(Entries in a dataset)
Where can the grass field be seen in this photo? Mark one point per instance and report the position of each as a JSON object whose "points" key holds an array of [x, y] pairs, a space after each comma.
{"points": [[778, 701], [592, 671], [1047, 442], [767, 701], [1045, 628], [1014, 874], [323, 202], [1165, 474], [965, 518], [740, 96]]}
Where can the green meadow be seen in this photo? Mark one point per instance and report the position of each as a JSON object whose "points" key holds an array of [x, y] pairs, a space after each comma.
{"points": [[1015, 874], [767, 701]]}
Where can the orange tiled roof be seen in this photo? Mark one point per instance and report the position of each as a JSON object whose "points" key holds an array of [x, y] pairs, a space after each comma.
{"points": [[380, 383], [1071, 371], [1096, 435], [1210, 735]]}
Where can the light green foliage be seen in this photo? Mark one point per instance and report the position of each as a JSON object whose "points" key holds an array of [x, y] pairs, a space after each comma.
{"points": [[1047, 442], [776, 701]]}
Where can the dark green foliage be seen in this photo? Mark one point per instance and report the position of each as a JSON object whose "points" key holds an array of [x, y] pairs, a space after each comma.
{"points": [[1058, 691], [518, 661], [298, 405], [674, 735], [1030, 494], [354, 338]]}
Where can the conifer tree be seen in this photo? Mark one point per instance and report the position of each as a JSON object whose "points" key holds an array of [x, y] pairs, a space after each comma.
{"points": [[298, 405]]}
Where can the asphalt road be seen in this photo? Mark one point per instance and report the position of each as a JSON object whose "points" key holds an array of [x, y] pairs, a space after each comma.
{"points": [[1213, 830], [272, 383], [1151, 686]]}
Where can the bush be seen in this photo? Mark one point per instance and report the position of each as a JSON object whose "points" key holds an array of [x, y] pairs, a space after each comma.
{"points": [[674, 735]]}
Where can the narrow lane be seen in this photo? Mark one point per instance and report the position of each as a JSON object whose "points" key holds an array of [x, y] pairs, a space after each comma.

TASK OBJECTIVE:
Rewrite every line from the one containing "Where can the conifer" through the end of the entries, requests included, and shift each coordinate value in the answers up by 81.

ANSWER TO THIS TASK:
Where can the conifer tree be seen in this photo? Mark one point per instance and report the position of each as a JSON object whose "points" key holds an array of [x, y] pairs, a space after each comma.
{"points": [[379, 486]]}
Where can the asphalt road be seen in this photo? Mark one point per instance and report the position of each as a JSON object whose "points" key holds an array of [x, y] pairs, a space after each comma.
{"points": [[1294, 911], [353, 464], [1232, 767]]}
Where can the bush be seen in this photo? Mark one point per instance and report the position of each as a JSON object whose "points" key holds an array of [x, y] pairs, a space after each comma.
{"points": [[755, 816]]}
Where can the narrow lane be seen in this photo? Mark one point per instance and report the position of each as a JSON object whose "points" key holds an array of [x, y] pairs, a space after each comma.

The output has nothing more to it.